Look through the data below for the string "jacket", and copy every line where it turns up.
#### Records to use
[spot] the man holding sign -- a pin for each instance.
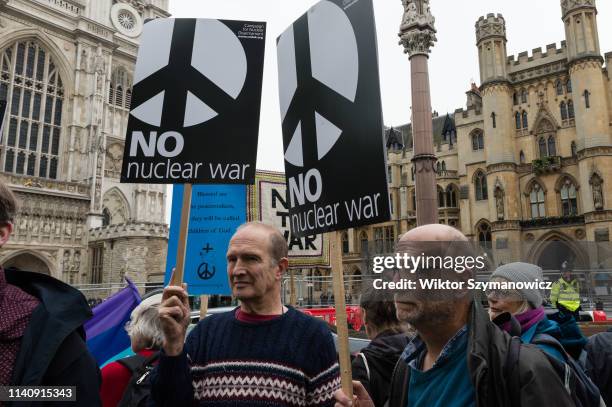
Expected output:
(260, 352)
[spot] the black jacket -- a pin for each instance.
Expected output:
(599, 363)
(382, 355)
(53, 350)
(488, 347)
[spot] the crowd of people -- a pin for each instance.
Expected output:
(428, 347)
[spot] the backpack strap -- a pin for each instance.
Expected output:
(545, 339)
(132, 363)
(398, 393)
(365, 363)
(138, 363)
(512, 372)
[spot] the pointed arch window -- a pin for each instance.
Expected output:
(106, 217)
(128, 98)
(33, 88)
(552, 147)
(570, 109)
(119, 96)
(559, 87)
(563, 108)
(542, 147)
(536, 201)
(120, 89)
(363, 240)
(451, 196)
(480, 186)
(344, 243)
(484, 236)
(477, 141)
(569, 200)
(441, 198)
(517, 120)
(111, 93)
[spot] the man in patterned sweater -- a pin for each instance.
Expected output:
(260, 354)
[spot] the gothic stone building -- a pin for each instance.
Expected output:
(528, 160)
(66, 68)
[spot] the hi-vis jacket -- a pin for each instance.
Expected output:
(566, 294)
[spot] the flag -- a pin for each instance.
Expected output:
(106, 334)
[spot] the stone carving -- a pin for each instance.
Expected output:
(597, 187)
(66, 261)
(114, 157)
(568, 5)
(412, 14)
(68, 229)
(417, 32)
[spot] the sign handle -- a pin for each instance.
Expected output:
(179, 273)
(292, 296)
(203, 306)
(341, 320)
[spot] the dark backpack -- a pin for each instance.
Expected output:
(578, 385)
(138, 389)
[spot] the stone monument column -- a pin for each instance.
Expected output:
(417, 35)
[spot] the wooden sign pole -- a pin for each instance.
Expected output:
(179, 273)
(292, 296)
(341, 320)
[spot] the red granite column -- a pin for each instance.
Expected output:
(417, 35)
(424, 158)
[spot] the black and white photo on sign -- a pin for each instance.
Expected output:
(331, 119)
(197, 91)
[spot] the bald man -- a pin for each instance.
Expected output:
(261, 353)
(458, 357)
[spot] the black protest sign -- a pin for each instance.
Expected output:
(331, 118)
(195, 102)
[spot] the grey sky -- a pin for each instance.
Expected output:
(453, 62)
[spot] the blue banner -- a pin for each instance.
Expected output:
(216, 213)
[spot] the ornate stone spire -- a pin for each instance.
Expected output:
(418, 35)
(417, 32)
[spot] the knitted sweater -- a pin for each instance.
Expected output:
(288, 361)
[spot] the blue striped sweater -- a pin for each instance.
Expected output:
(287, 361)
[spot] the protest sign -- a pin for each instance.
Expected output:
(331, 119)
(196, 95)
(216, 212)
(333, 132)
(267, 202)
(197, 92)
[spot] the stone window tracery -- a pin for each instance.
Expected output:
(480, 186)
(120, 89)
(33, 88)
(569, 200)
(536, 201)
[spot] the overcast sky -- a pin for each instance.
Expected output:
########
• _Completed task_:
[spot] the black jacket -- a pin for each instance.
[spot] the hi-vis jacket -- a pin for each instance.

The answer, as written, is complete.